== WHAT THIS TASK INVOLVES ==
From the Nuremberg day-trip guide below, return the passage that begins at the words "Why Nuremberg is" and stops after "the morning's out.", copied word for word.
───── PASSAGE TO READ ─────
Day Trips

Nuremberg from Munich

How to do Nuremberg as a day trip from Munich — the fast ICE strategy, a one-day walk through the walled Old Town and up to the Imperial Castle, the museums worth your time, and the Christkindlesmarkt in December.

Updated Jun 202610 min read·8 sections
The short version
  • Nuremberg is one of the fastest big day trips from Munich — direct ICE high-speed trains link the two cities in roughly an hour each way (verify the day's timetable before you travel).
  • The walled medieval Altstadt is compact and walkable, crowned by the Kaiserburg (Imperial Castle) and threaded by the little Pegnitz river.
  • It is also a city of layered history — Albrecht Dürer's home town, and the site of the Nazi rally grounds and the post-war war-crimes trials, both told honestly in excellent museums.
  • In Advent the Christkindlesmarkt fills the main square and turns Nuremberg into one of Germany's most famous Christmas-market destinations — wonderful, and very busy.

Why Nuremberg is such an easy day trip from Munich

Of all the cities north of Munich, Nuremberg is the one that slips most easily into a day. It sits on the main high-speed line, close enough that the travel barely dents the day, and it packs an enormous amount into a small, walkable centre: a hilltop imperial castle, a girdle of medieval walls and towers, a tangle of sandstone lanes around two great Gothic churches, and a river running quietly through the middle of it all. You can leave a Munich hotel after breakfast and be standing under the Kaiserburg before the morning's out.

What makes it work is the train. Nuremberg is Bavaria's second city, and the fast intercity services connect it to Munich directly and frequently, so you are not planning the day around a single make-or-break departure. That takes the pressure off: the centre is small enough that you can see the essentials at a relaxed pace and still make an early-evening train home with time for a beer garden when you land back in Munich.

It is, though, a city that rewards a little forethought about what kind of day you want. Nuremberg wears two faces — the picture-book medieval town of castle, churches and gingerbread, and the twentieth-century city of the rally grounds and the trials — and the two ask for very different moods. Decide before you go whether you want the fairy-tale half, the history half, or a careful balance of both, because trying to cram all of it into one day leaves you rushing through things that deserve to be sat with.
───── ENTRIES ─────
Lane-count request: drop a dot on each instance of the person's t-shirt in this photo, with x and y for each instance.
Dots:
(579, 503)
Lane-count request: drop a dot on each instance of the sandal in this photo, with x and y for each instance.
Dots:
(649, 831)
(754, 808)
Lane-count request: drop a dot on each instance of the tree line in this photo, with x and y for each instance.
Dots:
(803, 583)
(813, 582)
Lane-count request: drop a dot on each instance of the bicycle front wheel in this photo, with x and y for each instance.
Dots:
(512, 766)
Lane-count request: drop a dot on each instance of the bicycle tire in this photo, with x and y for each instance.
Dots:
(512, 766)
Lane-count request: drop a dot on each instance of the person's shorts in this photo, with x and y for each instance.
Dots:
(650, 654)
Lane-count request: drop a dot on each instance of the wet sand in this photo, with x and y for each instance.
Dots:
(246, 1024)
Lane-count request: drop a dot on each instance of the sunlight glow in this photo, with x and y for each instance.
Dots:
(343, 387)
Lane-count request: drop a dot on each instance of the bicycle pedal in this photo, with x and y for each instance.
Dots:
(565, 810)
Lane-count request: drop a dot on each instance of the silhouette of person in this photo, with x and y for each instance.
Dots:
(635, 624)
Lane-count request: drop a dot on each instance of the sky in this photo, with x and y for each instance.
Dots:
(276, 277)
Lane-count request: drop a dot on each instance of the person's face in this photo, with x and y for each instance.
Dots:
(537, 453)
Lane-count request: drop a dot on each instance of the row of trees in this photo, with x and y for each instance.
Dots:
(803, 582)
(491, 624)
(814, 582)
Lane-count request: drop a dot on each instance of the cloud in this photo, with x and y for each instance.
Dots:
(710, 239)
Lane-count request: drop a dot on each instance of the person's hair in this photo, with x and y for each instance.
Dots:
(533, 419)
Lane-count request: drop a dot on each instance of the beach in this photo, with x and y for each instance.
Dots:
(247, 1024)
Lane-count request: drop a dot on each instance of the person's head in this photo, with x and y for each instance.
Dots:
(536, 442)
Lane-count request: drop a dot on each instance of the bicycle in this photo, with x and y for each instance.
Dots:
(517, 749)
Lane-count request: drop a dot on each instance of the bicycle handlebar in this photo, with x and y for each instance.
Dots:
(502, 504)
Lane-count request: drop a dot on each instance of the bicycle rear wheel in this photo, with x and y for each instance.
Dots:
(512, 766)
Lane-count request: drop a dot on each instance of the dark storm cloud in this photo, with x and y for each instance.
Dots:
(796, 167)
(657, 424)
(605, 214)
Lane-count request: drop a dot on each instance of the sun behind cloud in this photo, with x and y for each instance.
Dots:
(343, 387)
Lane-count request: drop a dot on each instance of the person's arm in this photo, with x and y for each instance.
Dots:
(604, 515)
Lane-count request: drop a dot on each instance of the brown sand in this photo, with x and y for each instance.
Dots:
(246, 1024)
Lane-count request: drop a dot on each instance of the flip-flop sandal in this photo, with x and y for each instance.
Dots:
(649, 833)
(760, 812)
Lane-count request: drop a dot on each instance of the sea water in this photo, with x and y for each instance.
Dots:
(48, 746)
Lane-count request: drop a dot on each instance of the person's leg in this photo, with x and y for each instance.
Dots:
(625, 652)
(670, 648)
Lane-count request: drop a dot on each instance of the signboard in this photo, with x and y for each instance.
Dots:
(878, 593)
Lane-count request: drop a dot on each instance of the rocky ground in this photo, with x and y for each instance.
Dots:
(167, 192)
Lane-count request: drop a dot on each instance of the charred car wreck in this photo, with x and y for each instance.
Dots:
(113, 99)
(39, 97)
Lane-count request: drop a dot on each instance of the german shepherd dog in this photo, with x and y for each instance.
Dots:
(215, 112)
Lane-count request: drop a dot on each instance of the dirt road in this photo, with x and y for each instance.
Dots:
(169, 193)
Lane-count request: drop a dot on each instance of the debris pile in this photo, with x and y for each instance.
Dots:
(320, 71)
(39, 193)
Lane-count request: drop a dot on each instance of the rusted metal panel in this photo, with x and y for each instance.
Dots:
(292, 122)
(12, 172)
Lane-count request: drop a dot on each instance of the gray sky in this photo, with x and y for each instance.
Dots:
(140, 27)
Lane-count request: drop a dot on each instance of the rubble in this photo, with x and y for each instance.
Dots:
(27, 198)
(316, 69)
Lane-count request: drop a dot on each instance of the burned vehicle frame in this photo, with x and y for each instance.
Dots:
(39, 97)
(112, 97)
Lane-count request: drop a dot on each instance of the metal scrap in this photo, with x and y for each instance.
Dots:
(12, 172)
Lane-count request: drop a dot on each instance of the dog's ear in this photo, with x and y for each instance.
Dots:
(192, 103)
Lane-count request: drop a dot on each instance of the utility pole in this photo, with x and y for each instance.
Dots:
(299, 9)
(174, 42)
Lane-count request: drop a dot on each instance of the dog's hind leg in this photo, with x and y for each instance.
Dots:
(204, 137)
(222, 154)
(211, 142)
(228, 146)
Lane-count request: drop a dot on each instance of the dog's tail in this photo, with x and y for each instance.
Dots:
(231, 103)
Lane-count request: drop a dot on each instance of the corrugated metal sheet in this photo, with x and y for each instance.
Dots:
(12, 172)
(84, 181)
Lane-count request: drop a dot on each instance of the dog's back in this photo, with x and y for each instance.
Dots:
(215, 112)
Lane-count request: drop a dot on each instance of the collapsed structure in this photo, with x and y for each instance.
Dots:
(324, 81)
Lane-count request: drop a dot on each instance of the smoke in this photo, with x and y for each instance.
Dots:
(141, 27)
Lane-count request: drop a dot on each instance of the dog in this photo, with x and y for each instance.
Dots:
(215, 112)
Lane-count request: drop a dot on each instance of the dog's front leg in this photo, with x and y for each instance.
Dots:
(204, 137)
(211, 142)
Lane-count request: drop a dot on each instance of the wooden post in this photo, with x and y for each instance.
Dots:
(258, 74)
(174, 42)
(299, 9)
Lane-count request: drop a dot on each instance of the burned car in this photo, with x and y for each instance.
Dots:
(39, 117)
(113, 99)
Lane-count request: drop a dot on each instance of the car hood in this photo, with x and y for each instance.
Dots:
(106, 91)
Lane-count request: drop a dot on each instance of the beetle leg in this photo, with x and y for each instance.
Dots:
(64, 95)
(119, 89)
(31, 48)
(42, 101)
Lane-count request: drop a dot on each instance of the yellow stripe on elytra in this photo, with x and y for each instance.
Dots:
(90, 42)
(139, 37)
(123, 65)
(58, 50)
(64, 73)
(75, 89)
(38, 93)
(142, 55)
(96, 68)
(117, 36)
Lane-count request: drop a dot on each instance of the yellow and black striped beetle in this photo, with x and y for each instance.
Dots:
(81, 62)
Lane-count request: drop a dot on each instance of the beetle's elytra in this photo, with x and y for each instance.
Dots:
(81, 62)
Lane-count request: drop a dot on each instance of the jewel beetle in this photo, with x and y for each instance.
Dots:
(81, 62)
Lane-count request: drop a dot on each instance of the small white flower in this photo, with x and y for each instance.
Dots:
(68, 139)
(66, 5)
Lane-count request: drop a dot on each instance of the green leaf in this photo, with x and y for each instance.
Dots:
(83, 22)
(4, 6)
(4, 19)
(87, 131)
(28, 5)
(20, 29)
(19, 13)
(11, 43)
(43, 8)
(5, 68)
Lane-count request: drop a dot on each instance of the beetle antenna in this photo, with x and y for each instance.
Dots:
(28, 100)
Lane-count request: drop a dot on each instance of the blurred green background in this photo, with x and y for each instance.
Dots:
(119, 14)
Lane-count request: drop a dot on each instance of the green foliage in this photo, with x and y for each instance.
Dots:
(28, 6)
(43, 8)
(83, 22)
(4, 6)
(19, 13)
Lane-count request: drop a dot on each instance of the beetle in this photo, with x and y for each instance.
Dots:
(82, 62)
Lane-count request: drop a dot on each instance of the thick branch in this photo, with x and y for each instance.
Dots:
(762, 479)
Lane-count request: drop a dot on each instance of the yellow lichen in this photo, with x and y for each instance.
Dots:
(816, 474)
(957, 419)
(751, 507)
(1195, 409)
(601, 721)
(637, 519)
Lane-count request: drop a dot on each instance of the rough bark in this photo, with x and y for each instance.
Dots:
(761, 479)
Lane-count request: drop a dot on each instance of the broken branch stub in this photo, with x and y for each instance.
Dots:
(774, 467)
─────
== EXERCISE OUTPUT ==
Why Nuremberg is such an easy day trip from Munich

Of all the cities north of Munich, Nuremberg is the one that slips most easily into a day. It sits on the main high-speed line, close enough that the travel barely dents the day, and it packs an enormous amount into a small, walkable centre: a hilltop imperial castle, a girdle of medieval walls and towers, a tangle of sandstone lanes around two great Gothic churches, and a river running quietly through the middle of it all. You can leave a Munich hotel after breakfast and be standing under the Kaiserburg before the morning's out.